— START RECORDS TO PROCESS —
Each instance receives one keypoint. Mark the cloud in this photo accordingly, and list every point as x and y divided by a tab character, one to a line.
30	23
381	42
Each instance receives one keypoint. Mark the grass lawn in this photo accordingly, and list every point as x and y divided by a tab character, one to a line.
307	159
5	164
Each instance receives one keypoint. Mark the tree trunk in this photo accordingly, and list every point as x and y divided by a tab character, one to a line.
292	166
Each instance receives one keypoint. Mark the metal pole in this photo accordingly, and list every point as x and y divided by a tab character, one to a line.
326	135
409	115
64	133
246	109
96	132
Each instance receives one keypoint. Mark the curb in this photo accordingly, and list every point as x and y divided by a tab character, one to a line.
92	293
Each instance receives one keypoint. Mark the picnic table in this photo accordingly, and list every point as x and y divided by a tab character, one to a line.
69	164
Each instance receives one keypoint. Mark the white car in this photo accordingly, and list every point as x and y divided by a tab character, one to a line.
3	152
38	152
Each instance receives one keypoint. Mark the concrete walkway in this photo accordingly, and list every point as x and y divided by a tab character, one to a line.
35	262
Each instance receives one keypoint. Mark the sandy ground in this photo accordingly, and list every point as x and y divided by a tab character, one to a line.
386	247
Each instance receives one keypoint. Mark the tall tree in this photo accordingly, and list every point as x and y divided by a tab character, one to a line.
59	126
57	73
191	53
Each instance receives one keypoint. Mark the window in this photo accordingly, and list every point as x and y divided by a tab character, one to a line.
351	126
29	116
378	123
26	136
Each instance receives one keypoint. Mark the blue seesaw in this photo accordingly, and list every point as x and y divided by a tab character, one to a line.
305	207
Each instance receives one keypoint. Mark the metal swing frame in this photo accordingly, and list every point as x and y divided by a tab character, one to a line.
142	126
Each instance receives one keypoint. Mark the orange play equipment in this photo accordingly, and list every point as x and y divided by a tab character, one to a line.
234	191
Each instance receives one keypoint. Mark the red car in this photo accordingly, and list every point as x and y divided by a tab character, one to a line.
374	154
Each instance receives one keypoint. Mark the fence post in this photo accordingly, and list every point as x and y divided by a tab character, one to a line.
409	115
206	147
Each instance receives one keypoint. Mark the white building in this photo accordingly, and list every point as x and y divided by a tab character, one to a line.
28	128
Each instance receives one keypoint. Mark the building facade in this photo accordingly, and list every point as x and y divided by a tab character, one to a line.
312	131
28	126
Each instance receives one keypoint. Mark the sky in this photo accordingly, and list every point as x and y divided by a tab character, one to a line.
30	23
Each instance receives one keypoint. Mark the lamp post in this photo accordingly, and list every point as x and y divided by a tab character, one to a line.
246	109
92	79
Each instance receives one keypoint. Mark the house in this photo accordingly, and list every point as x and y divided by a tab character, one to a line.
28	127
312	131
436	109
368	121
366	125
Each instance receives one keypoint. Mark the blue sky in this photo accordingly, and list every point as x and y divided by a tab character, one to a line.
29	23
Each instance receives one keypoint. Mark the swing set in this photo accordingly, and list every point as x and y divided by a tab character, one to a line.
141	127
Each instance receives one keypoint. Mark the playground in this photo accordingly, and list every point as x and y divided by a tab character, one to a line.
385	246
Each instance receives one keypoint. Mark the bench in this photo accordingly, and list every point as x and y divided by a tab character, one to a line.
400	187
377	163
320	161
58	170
— END RECORDS TO PROCESS —
Put the lines above, from the one containing "Each instance receives one keypoint. Mark the playground" through the last line of the entries, into a Markdown table with the columns Number and Line, leaving out any blank lines.

- PROBLEM SOLUTION:
| Number | Line |
|---|---|
| 1 | Each instance receives one keypoint. Mark the playground in this photo accordingly, and list every point as x and y divided by a tab character, one to a line. |
| 2 | 385	246 |
| 3 | Each instance receives one keypoint. Mark the bench in this photo accordingly, and list every point as x and y divided by a tab character, one to a line. |
| 4 | 400	187 |
| 5 | 377	163 |
| 6 | 320	161 |
| 7 | 58	170 |